> Extrait:
Formes et ornements : une histoire d’appareillage
L’exposition s’ouvre sur un hommage aux savoir-faire constructifs, aux jeux d’assemblage et à l’inventivité ornementale de la brique. L’installation Appareillage Palace du duo Pinaffo Pluvinage donne d’emblée le ton avec une construction ludique et graphique. Les colonnes puissantes de Bosco Sodi, les claustras sculpturaux de Pierre Culot et le cénotaphe torsadé de Raphaël Zarka explorent quant à eux les possibilités plastiques de ces modules.
Au centre de cette première séquence, Amerika (2019) de Jorge Méndez Blake concentre toutes les tensions et… attentions : un mur de briques dans lequel le roman éponyme de Kafka est glissé à la base. Cette œuvre, créée au moment de l’élection de Donald Trump et de son projet d’extension du mur frontalier avec le Mexique, agit comme une métaphore puissante. Derrière son apparente solidité, l’édifice se voit fragilisé, littéralement désaxé, par ce récit de migration et de désillusion.

> Données fournies:
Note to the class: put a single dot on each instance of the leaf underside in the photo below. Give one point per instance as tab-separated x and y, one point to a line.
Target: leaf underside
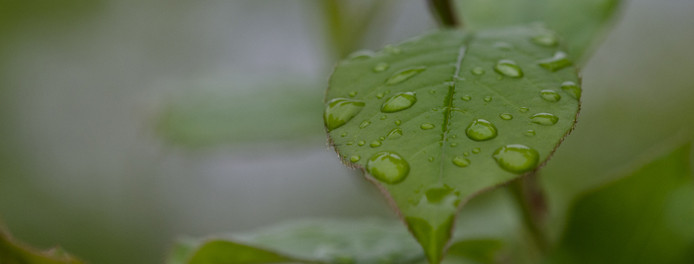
405	115
645	217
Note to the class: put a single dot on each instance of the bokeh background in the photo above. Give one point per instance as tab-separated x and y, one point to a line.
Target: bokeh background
125	124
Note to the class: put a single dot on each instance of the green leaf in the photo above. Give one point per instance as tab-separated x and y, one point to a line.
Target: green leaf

> Consigne 1: Résumez l'extrait sur la brique en deux phrases.
> Consigne 2: D'après l'extrait sur la brique, pourquoi le mur d'Amerika se trouve-t-il fragilisé ? Répondez en une ou deux phrases.
> Consigne 3: Reprenez l'extrait sur la brique là où il s'arrête et poursuivez-le, s'il vous plaît.

> Résultat 1: L'exposition s'ouvre sur un hommage aux savoir-faire constructifs et à l'inventivité ornementale de la brique, avec des œuvres de Pinaffo Pluvinage, Bosco Sodi, Pierre Culot et Raphaël Zarka. Au centre de cette première séquence, Amerika de Jorge Méndez Blake présente un mur de briques avec le roman de Kafka glissé à sa base, une métaphore créée au moment du projet d'extension du mur frontalier avec le Mexique.

> Résultat 2: Le roman éponyme de Kafka est glissé à la base du mur, ce qui le désaxe littéralement. Derrière son apparente solidité, l'édifice est ainsi fragilisé par ce récit de migration et de désillusion.

> Résultat 3:
« La structure impose l’idée d’un rempart, mais le texte de Kafka en ronge symboliquement les fondations », explique Caroline Naphegyi. Pour cette exposition, l’œuvre a été reconstruite avec des briques locales issues des briqueteries belges Nelissen, dans une logique d’ancrage territorial et de limitation de l’empreinte carbone. « Faire venir des briques du Mexique n’avait aucun sens. L’artiste a accepté que l’on réactive son œuvre avec des matériaux locaux », précise la commissaire.
Recyclage et transition : la brique à l’épreuve de l’anthropocène
Cette deuxième partie, plus technique, interroge les logiques de production, d’extraction, de déchets et de réemploi des matériaux sans jamais être rébarbative. Le studio Eidola fabrique ainsi des briques à partir de poussières de granit, tandis que le collectif BC Materials réutilise les gravats de la ville de Gand pour créer des blocs compressés sans cuisson, à base de chaux. Plus écologique, leur procédé divise par trois l’impact carbone par rapport à une brique traditionnelle. Des matériaux qui seront d’ailleurs utilisés sur la façade de l’extension du Design Museum Gent.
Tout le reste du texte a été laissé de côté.